Selon le critère du nombre de kanndi par km², c'est Saint-Thégonnec qui arrive en tête avec 2,3 kanndi par km² contre 1,4 en moyenne. Autour de l'église de Saint-Thégonnec, seize kanndi sont dénombrés dans un rayon de un kilomètre[10].
« Un kanndi se présente sous la forme d' une petite bâtisse, couverte de gled [chaume] ou d'ardoises, de 4 à 5 mètres de large (...) alors que la longueur varie de 4 à 13 mètres. (...) Le sol à l'intérieur est pavé en dalles ». Un kanndi comprend un "douet" entouré de dalles de schiste où le fil était trempé pour le rinçage après blanchiment ; une cheminée, ou à défaut un âtre pour chauffer l'eau destinée à la cuve en bois ou en pierre où les écheveaux de fil, mêlés à de la cendre de hêtre[11] étaient blanchis (il fallait plusieurs "buées" [lessives] pour atteindre le degré de blancheur recherché) ; le fil pouvait être mis à fermenter dans un tonneau de lait avant la dernière "buée", l'acide lactique ayant une propriété blanchissant ; entre deux "buées" et après rinçage, le fil restait à sécher sur une corde dans le courtil pendant une quinzaine de jours, le blanchiment se poursuivant alors sous l'action conjuguée de la pluie et du soleil[12].
Le kanndi est une buanderie, appelée également "maison d’eau", car toujours situé près d'un cours d’eau en raison de la quantité d'eau nécessaire au fonctionnement du douet (lavoir). Le fil de lin y était lavé à l’eau courante après avoir subi une lessive dans de grandes auges de granit dans lesquelles les écheveaux de fibres de lin étaient empilés puis arrosés avec de l’eau bouillante additionnée de cendres de bois, ensuite rincés et déposés sur les dalles en schiste, les repamoirs, recouvrant le sol. Le fil était ensuite blanchi sur pré puis ourdi et tissé[13].
Les activités économiques
L'âge d'or du XVIe siècle au XVIIIe siècle
Repérable dès le XVe siècle, cette zone connaît son apogée au début des années 1680[14]. Aux XVIe et XVIIIe siècles, époque des grands commerces entre la Bretagne et l’Angleterre, la Hollande, l’Espagne et l’Amérique latine, alors que toutes les voiles des bateaux sont tissées en lin et en chanvre, les toiles crées, fabriquées dans le Haut-Léon, vont bénéficier d’un quasi-monopole sur le marché européen, créant ainsi une prospérité sans égale. Elle est le fait d’une petite caste de paysans-négociants, les juloded en breton, qui commercialisent leurs toiles essentiellement vers l’Angleterre via les ports de Morlaix principalement et de Landerneau. Par exemple en 1743, Morlaix reçoit 34 197 pièces de 100 aunes (soit 122 mètres) et Landerneau 10 027 ; en 1788, Morlaix en reçoit 18555 et Landerneau 2 356[15].

--------------------------------

> **CONSIGNES**
A – Transcrivez le passage du texte sur les kanndi qui s'ouvre sur les mots contenant « Le kanndi est » et s'achève sur « ourdi et tissé[13]. ».
B – Relevez chaque ligne des enregistrements qui comporte la chaîne « shadow ». La casse doit être respectée.

> **ENREGISTREMENTS FOURNIS**
--------------------------------

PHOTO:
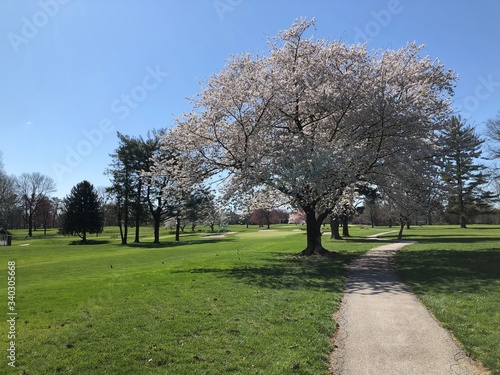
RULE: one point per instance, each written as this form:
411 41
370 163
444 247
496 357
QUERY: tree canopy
82 213
314 117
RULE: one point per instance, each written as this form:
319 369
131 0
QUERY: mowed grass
456 274
241 304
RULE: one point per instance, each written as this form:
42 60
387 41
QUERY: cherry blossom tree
314 117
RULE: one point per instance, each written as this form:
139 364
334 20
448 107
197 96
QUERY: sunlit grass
456 273
239 304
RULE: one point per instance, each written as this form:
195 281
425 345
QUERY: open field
235 304
456 274
238 304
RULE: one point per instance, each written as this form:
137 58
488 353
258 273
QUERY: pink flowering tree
313 117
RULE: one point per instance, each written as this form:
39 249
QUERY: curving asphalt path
384 330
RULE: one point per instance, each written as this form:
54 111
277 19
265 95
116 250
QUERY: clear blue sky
74 72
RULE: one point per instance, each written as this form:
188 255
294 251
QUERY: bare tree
32 189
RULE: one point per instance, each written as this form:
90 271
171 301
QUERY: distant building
5 238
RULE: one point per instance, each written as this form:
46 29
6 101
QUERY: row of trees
314 125
321 123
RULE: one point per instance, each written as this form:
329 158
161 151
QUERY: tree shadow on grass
284 271
446 271
90 242
152 245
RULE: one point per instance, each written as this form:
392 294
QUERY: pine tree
461 172
82 213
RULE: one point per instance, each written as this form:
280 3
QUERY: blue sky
74 72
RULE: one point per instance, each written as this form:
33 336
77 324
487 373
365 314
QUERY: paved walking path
384 330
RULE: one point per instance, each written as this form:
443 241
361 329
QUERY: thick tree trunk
314 246
345 227
156 230
463 221
401 228
334 227
138 212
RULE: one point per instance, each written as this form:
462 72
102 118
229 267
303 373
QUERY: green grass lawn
456 274
240 304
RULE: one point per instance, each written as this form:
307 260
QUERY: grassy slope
240 304
456 273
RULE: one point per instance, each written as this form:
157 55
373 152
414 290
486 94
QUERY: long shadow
152 245
288 272
372 274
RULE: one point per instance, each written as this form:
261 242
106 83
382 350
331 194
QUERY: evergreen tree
82 213
461 172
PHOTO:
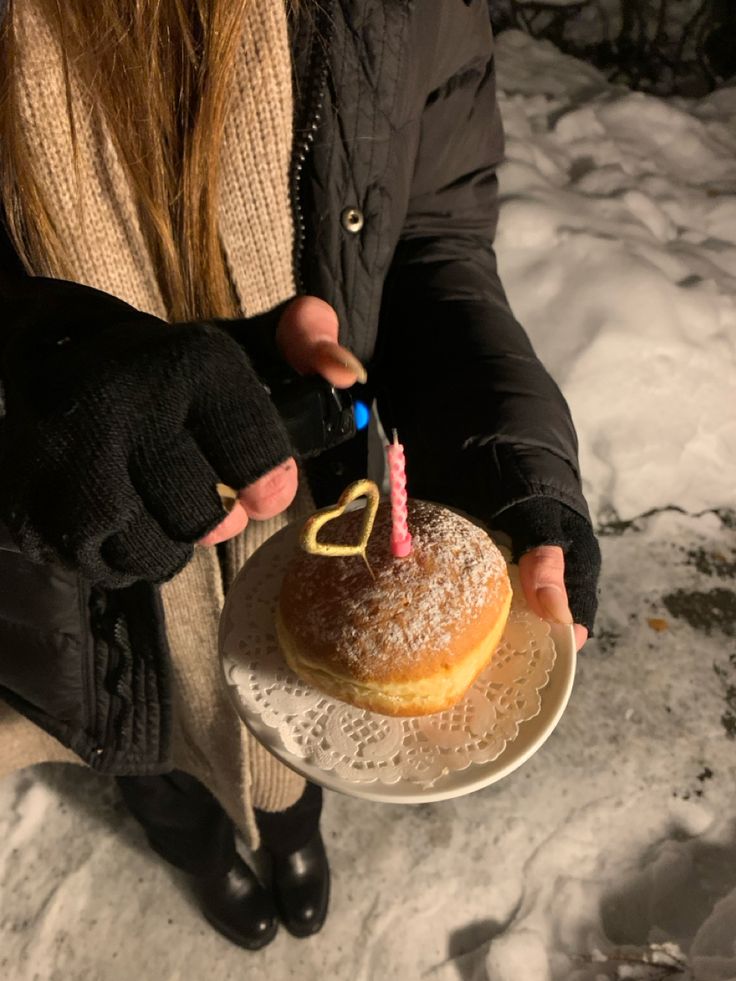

--------------------------------

> **CORRIGÉ**
A –
Le kanndi est une buanderie, appelée également "maison d’eau", car toujours situé près d'un cours d’eau en raison de la quantité d'eau nécessaire au fonctionnement du douet (lavoir). Le fil de lin y était lavé à l’eau courante après avoir subi une lessive dans de grandes auges de granit dans lesquelles les écheveaux de fibres de lin étaient empilés puis arrosés avec de l’eau bouillante additionnée de cendres de bois, ensuite rincés et déposés sur les dalles en schiste, les repamoirs, recouvrant le sol. Le fil était ensuite blanchi sur pré puis ourdi et tissé[13].

B –
QUERY: tree shadow on grass
QUERY: long shadow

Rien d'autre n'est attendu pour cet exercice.